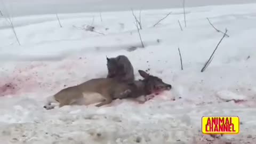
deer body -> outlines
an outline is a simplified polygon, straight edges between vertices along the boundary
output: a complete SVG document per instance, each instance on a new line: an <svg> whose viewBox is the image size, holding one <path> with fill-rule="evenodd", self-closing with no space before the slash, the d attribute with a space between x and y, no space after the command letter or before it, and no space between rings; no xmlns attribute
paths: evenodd
<svg viewBox="0 0 256 144"><path fill-rule="evenodd" d="M100 102L95 105L100 107L109 104L114 99L135 98L150 94L159 90L167 90L171 85L164 83L157 77L139 70L144 79L127 83L114 78L99 78L89 80L79 85L64 89L49 97L44 106L46 109L53 108L52 103L59 103L59 107L66 105L89 105Z"/></svg>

══════

**Problem details**
Quote the entries word for word, starting at their beginning and ending with the line that contains "an outline is". Leave the picture out of your answer.

**Answer to the exercise**
deer body -> outlines
an outline is a simplified polygon, straight edges between vertices along the boundary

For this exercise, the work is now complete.